*Seçilen metin*
----

18 Aralık 2018 20:03

Cumhurbaşkanlığı Başdanışmanı Aybet: Gazetecilikten mahkum olan yok

Cumhurbaşkanlığı Başdanışmanı Prof. Dr. Gülnur Aybet, BBC'de yayımlanan HARDTalk programında gazetecinin sorduğu sorulara yanıt vermekte zorlandı.

Ekran görüntüsü Youtube'dan alınmıştır. 

Paylaş

BBC'de yayımlanan HARDTalk programına konuk olan Cumhurbaşkanlığı Başdanışmanı Prof. Dr. Gülnur Aybet, Cemal Kaşıkçı cinayeti, gazeteci tutuklamaları, akademisyenlere yönelik devam eden soruşturmalar ve Suriye’nin kuzeyine dönük operasyon konusunda soruları yanıtladı.

Türkiye'de mesleklerini yaptıkları için hiçbir gazetecinin mahkum olmadığını iddia eden Aybet, haklarında soruşturmalar olan akademisyenlerle ilgili olarak, "bir örgütü ya da diğerini destekledikleri için başlarının belada olduğu" iddiasında bulundu. Aybet'in programın sunucularından Stephen Sackur'ın sorularına yanıt verirken zorlandığı görüldü. 

BBC Türkçe’nin aktardığına göre; Aybet'in programın sunucularından Stephen Sackur'ın bazı sorularına verdiği yanıtlar şu şekilde:

(Cemal Kaşıkçı soruşturması) Türkiye neden Birleşmiş Milletler'e bağımsız, üçüncü şahıslar tarafından yapılacak uluslararası bir soruşturma için resmi başvuru yapmadı?

Bunun şu anda değerlendirildiğini sanıyorum. Ve halen (Suudi Arabistan'ın) bir işbirliği süreci başlatabileceklerini umuyoruz. Eğer bu olmazsa uluslararası soruşturma için Birlemiş Milletler'e (BM) gideceğiz. BM de buna istekli, demek ki Suudiler işbirliğine yanaşmaz ise sonuç bu olacak.

Ancak Türkiye, Kaşıkçı cinayeti ile ilgili çok ses çıkarsa da buna çok istekli değil gibi. Türkiye BM ve uluslararası camiayı soruşturmaya dahil etmek konusunda istekli değil gibi… İnsan Hakları İzleme Örgütü Orta Doğu yöneticisi Sarah Leah Whitson, BM Genel Sekreteri önderliğinde uluslararası bir soruşturma karşısında tek engelin, Ankara'nın yazılı bir resmi talepte bulunmaması olduğunu söyledi. Bunu yapmak çok kolay.

Ama soruşturma öncelikle Türkiye'de devam etmeli.

Öyle mi? Çünkü siz BM'nin de dahil olduğu insan hakları denetçilerinin ülkenize girmesini istemiyorsunuz. Çünkü bir kez girdiler mi, görmelerini istemediğiniz başka şeyler de bulabilirler.

----

Gülnur Aybet'in HARDTalk programındaki söyleşisini aktaran haberi, son cümlesinden sonrasını yazarak sürdürün. Satırlar başka bir kaynaktan alınmıştır.

(Veri kümesi öğeleri)
----

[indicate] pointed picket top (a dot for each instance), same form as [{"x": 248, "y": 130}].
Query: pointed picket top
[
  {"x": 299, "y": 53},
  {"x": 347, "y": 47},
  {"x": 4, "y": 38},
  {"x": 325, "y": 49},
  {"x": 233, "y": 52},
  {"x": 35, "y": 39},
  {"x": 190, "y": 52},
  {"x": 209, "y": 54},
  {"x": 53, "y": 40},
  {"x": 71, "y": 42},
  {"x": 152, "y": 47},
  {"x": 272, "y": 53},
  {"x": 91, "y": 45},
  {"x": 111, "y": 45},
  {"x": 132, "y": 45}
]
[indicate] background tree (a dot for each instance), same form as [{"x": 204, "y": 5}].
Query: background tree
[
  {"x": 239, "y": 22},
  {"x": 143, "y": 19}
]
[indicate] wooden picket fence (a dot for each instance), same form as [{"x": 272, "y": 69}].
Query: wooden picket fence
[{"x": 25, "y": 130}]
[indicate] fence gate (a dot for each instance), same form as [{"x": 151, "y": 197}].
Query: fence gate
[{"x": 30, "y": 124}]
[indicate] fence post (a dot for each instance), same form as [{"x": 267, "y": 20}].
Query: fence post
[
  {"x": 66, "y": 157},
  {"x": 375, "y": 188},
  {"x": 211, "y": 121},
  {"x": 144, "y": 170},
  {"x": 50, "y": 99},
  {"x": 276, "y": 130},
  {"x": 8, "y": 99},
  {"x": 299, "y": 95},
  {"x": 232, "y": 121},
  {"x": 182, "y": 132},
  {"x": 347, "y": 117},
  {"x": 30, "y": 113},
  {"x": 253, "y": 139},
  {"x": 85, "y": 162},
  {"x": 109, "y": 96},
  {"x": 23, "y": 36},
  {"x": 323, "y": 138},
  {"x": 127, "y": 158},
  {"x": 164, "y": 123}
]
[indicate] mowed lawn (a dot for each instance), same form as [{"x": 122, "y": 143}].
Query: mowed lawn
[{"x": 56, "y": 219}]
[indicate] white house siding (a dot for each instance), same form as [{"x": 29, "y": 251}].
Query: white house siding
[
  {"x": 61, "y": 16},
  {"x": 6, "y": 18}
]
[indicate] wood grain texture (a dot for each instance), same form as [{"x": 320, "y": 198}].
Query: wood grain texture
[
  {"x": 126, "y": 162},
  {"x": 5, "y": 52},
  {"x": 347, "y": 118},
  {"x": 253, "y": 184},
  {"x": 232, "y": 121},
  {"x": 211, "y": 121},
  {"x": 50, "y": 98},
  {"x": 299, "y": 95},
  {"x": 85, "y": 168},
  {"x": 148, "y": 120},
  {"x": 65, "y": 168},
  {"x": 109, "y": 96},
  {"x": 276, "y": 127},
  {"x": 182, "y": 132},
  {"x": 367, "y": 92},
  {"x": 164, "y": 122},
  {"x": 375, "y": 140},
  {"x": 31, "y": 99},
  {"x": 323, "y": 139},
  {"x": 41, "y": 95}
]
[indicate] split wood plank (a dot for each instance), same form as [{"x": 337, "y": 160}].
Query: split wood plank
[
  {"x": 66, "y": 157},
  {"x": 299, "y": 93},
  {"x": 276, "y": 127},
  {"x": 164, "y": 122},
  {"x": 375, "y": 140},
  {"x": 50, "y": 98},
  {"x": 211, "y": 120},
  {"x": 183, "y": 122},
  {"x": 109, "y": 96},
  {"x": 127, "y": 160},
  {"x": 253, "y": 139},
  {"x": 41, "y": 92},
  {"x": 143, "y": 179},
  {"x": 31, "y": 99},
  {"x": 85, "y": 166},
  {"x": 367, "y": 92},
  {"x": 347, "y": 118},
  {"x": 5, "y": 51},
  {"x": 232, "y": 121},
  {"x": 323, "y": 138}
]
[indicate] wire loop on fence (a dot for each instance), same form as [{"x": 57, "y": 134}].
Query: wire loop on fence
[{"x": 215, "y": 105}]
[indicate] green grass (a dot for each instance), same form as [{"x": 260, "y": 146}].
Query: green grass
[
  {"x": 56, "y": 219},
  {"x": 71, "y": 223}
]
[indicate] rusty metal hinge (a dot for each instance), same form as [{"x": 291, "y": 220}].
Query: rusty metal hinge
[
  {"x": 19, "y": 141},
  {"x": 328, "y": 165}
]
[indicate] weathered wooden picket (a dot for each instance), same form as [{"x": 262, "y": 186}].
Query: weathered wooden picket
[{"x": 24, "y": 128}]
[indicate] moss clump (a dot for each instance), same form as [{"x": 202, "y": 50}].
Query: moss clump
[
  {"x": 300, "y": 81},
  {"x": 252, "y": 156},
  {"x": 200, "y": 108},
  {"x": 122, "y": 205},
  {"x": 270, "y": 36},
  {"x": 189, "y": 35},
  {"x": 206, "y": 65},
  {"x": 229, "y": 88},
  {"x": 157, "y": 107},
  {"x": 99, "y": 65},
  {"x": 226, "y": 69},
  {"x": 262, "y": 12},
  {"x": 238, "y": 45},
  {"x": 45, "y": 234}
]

----

*Alıştırma cevabı*
Hayır bu saçmalık. Türkiye bu soruşturmayı çok düzgün bir şekilde sürdürüyor. Tüm deliller de ilgili ülkeler ve talep eden ülkelerle paylaşılmış durumda. Soruşturma süreci son derece şeffaftı. Eğer Suudi Arabistan, işbirliği yapmamakta ısrar ederse de BM'ye gidilecek. Belli ki bizim Dışişleri Bakanımızın, "Süreç çok yakında BM'ye taşınabilir" şeklindeki açıklamasını duymadınız.

Ben sadece gecikmenin sebebini merak ediyorum. Ve aynı zamanda ABD'den Türkiye'ye, bu konuda geri durursanız, ilişkilerimiz gelişebilir, mesajı gelip gelmediğini merak ediyorum. Çünkü Trump'ın kararını verdiğini biliyoruz. Daha geçen gün, "Belki Veliaht Prens biliyordu, belki de bilmiyordu" dedi. Devamında da ABD'nin Suudi Arabistan ile stratejik ilişkilerini sorgulamasının aptalca olacağını söyledi. Belki de bu yüzden Amerikalılar sizin bu soruşturmayı ilerletmenizi istemiyor.

Bu suç Türk topraklarında işlendi. Ve düzgün bir şekilde de inceleniyor. Bu suçla ilgili bir başka ülkenin düşünceleri bizim meselemiz değil bu aşamada. Biz onlarla delilleri paylaştık. O delillerle ne yapacakları onların problemi.

'ABD'NİN TÜRKİYE'YE BASKI YAPTIĞINI SANMIYORUM'

Daha direkt sorayım: BM'nin desteklediği bağımsız bir soruşturma talep etmeme konusunda ABD Türkiye'ye herhangi bir baskıda bulundu mu?

Bildiğim kadarıyla hayır. Bunun olduğunu sanmıyorum.

Türkiye aynı zamanda, dünyada en çok gazetecinin cezaevinde olduğu ülke.

Bu rakamları nereden elde ediyorsunuz?

Gazetecilerin güvenliği için çalışan ve çok saygın bir uluslararası kurum olan Uluslararası Gazetecileri Koruma Komitesi'nden aldım.

Ben de Af Örgütü dahil birçok kurumun rakamlarına baktım. Aslına bakarsanız, rakamlar birbirleri ile çelişiyor. İlk olarak söylemek istediğim bu. İkincisi ise, izin verin bitireyim, bu kurumların, gazeteci olduğunu iddia ettikleri kişileri göz önüne alırsak, Türkiye'de bir kişi tutuklandığında bir belge doldurmak zorunda. Ve o belgedeki "meslek" başlığına, işleri ne ise onu yazarlar. O bölüme "gazeteci" yazan kişiler var. Ama bu onların gazeteci olduğu anlamına gelmiyor. Aynı zamanda, bu kayıtları incelediğimizde, raporlara 90'lı yıllarda adli suçlardan tutuklananları da eklediklerini gördük. Aile içi şiddetten tutuklananların rakamlara eklendiğini gördük.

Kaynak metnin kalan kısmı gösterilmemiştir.